> EXERCISE AIM
Copy each line of the records below without changing anything.

-- START EXTRACTED RECORDS --

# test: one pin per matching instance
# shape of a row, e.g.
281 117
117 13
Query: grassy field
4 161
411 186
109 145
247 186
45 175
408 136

-- END EXTRACTED RECORDS --

> FULL SOLUTION
# test: one pin per matching instance
# shape of a row, e.g.
281 117
117 13
Query: grassy field
4 161
411 186
109 145
247 186
45 175
408 136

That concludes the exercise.